> **Work instruction**:
Word for word, set down the full listing below.

> **Record extracts**:
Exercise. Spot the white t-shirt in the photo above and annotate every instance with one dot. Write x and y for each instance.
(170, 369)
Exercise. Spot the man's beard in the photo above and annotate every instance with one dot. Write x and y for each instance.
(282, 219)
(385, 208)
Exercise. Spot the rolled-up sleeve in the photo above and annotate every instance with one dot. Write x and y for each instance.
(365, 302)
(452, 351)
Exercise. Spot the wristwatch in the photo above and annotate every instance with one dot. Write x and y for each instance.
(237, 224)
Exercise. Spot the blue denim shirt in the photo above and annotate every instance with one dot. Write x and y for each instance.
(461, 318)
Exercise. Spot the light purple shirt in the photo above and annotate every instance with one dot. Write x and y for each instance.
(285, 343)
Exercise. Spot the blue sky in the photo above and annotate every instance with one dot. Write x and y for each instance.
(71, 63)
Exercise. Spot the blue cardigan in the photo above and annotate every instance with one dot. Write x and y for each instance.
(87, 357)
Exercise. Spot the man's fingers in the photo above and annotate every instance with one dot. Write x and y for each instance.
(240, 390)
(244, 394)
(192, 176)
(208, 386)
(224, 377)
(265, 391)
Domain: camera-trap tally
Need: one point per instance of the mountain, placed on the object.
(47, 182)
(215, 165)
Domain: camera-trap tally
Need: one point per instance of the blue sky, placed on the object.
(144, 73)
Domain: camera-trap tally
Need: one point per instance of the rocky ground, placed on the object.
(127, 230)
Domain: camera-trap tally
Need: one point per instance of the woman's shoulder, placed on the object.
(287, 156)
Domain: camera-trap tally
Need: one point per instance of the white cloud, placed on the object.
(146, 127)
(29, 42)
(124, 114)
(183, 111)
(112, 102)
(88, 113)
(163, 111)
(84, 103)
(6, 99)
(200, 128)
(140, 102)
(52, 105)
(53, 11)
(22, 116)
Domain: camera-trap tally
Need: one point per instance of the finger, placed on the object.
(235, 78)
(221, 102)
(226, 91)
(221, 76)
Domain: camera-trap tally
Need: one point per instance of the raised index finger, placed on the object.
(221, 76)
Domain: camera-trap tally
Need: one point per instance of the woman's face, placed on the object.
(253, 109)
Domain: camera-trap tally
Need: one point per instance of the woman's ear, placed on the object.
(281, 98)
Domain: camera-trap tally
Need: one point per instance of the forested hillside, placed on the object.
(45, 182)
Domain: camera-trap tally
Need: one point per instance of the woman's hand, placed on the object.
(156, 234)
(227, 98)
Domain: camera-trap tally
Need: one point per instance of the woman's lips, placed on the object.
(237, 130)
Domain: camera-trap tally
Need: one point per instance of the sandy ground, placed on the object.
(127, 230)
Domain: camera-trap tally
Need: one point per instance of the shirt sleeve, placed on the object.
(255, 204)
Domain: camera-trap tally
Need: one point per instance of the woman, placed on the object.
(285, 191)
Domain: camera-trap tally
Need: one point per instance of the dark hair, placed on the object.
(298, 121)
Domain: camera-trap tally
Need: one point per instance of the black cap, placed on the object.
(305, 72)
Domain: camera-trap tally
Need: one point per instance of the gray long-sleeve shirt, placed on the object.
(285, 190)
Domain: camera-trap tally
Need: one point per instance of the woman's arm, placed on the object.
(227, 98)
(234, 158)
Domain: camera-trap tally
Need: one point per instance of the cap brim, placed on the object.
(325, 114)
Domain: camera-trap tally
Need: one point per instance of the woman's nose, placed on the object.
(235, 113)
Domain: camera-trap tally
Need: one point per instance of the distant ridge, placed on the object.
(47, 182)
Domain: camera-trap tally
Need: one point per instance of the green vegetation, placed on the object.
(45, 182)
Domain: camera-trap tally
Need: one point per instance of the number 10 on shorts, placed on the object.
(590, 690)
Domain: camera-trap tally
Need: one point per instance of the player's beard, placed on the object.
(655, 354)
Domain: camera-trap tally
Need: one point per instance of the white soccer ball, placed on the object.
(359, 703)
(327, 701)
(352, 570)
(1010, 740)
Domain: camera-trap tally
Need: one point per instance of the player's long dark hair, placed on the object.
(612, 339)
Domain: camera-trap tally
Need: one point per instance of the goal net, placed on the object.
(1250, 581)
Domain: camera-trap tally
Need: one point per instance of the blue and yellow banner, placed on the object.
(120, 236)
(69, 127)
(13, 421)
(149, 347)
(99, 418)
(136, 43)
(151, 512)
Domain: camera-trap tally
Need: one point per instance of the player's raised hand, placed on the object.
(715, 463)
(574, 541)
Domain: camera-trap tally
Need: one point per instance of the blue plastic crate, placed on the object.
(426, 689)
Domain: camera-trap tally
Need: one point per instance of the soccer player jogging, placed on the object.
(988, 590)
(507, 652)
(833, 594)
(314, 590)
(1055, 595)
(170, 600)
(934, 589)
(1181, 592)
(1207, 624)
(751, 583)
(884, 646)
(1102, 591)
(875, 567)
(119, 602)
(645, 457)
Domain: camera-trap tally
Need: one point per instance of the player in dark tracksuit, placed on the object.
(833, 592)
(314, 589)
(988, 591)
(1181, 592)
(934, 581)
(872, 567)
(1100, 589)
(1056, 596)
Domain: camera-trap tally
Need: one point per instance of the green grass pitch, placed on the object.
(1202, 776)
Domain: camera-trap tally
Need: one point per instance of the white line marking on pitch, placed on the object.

> **Expected answer**:
Exercise. Spot the white t-shirt in the photo above and annotate every instance with one dot. Write x and y for each instance.
(170, 369)
Exercise. Spot the man's beard in the photo above and annotate every instance with one dot. Write x and y for each instance.
(282, 219)
(385, 208)
Exercise. Spot the rolled-up sleeve in the photo above and annotate every instance with one dot. Write x and y for each instance.
(365, 302)
(452, 351)
Exercise. Spot the wristwatch in the photo above and annotate every instance with one dot. Write x and y for each instance.
(237, 224)
Exercise. Spot the blue denim shirt in the photo above and annotate every instance with one dot. Write x and y for each instance.
(461, 318)
Exercise. Spot the light purple shirt in the photo above and annotate every instance with one dot. Write x and y for each instance.
(285, 343)
Exercise. Spot the blue sky in the photo above and annotate every instance with one dot. Write x and y for each instance.
(71, 63)
Exercise. Spot the blue cardigan in the photo above and annotate every instance with one dot. Write x and y for each instance.
(87, 357)
Exercise. Spot the man's fingers in the photo above and annotate every instance with one dot. Write x and y for each instance.
(240, 390)
(244, 394)
(192, 176)
(208, 386)
(224, 377)
(265, 391)
Domain: camera-trap tally
Need: one point per instance of the mountain, placed on the object.
(47, 182)
(215, 165)
Domain: camera-trap tally
Need: one point per instance of the blue sky, placed on the object.
(144, 73)
Domain: camera-trap tally
Need: one point per instance of the rocky ground, placed on the object.
(127, 230)
Domain: camera-trap tally
Need: one point per instance of the woman's shoulder, placed on the object.
(287, 156)
Domain: camera-trap tally
Need: one point per instance of the white cloud, placed on the object.
(146, 127)
(29, 42)
(124, 114)
(183, 111)
(112, 102)
(88, 113)
(163, 111)
(84, 103)
(6, 99)
(200, 128)
(140, 102)
(52, 105)
(53, 11)
(22, 116)
Domain: camera-trap tally
Need: one point per instance of the finger, placed on the object.
(235, 78)
(221, 102)
(226, 91)
(221, 76)
Domain: camera-trap tally
Need: one point per instance of the raised index finger, placed on the object.
(221, 76)
Domain: camera-trap tally
Need: one point per instance of the woman's face, placed on the object.
(253, 109)
Domain: camera-trap tally
Need: one point per instance of the woman's ear, placed on the object.
(281, 98)
Domain: camera-trap tally
Need: one point per instance of the forested hillside, placed on the object.
(45, 182)
Domain: camera-trap tally
Need: one point per instance of the woman's hand, placed on the object.
(156, 234)
(227, 98)
Domain: camera-trap tally
Need: one point per instance of the woman's lips, placed on the object.
(237, 130)
Domain: camera-trap tally
Need: one point per instance of the sandy ground, placed on the object.
(127, 230)
Domain: camera-trap tally
Need: one point per instance of the shirt sleeve, placed on the object.
(255, 204)
Domain: camera-trap tally
Need: one point per instance of the woman, placed on the object.
(285, 191)
Domain: camera-trap tally
Need: one point per instance of the dark hair, placed on the object.
(298, 121)
Domain: camera-trap tally
Need: one point per instance of the black cap, placed on the object.
(305, 72)
Domain: camera-trap tally
Need: one point per instance of the gray long-sleeve shirt, placed on the object.
(285, 190)
Domain: camera-trap tally
Need: one point per instance of the woman's arm, placed on the object.
(227, 98)
(234, 158)
Domain: camera-trap tally
Need: one point per instance of the cap brim, placed on the object.
(325, 114)
Domain: camera-trap tally
Need: one point per instance of the woman's nose, placed on the object.
(235, 113)
Domain: camera-trap tally
Need: one point per instance of the distant ridge, placed on the object.
(47, 182)
Domain: camera-trap tally
Need: one point per instance of the green vegetation, placed on the object.
(45, 182)
Domain: camera-trap tally
Need: one point per instance of the number 10 on shorts, placed on the object.
(590, 690)
Domain: camera-trap tally
Need: one point per instance of the player's beard, placed on the object.
(655, 354)
Domain: camera-trap tally
Need: one point per instance of the white soccer ball, placed on the object.
(359, 703)
(327, 701)
(352, 570)
(1010, 740)
Domain: camera-trap tally
Need: one point per instance of the player's long dark hair, placed on the object.
(612, 339)
Domain: camera-trap tally
Need: one point per instance of the goal net, placed on the object.
(1250, 581)
Domain: camera-trap tally
Need: one point per instance of the blue and yellow banner, placed on the object.
(120, 236)
(69, 127)
(13, 421)
(149, 347)
(99, 418)
(136, 43)
(151, 512)
Domain: camera-trap tally
Need: one point per instance of the player's raised hand, placed on the object.
(715, 463)
(574, 541)
Domain: camera-trap tally
Need: one point per instance of the blue plastic crate, placed on the object.
(426, 689)
Domain: camera-trap tally
Need: one point per instance of the soccer player jogging, placed on the object.
(988, 590)
(507, 652)
(833, 594)
(314, 590)
(1055, 595)
(170, 600)
(934, 589)
(1181, 592)
(1207, 624)
(751, 583)
(884, 646)
(1102, 591)
(875, 567)
(119, 602)
(645, 457)
Domain: camera-trap tally
Need: one point per instance of the player in dark tracksuit, placed on the object.
(833, 592)
(314, 589)
(988, 591)
(1181, 592)
(934, 581)
(872, 567)
(1100, 589)
(1056, 596)
Domain: camera-trap tally
Need: one point per instance of the green grass pitch, placed on the object.
(1202, 776)
Domain: camera-trap tally
Need: one point per instance of the white line marking on pitch, placed on the object.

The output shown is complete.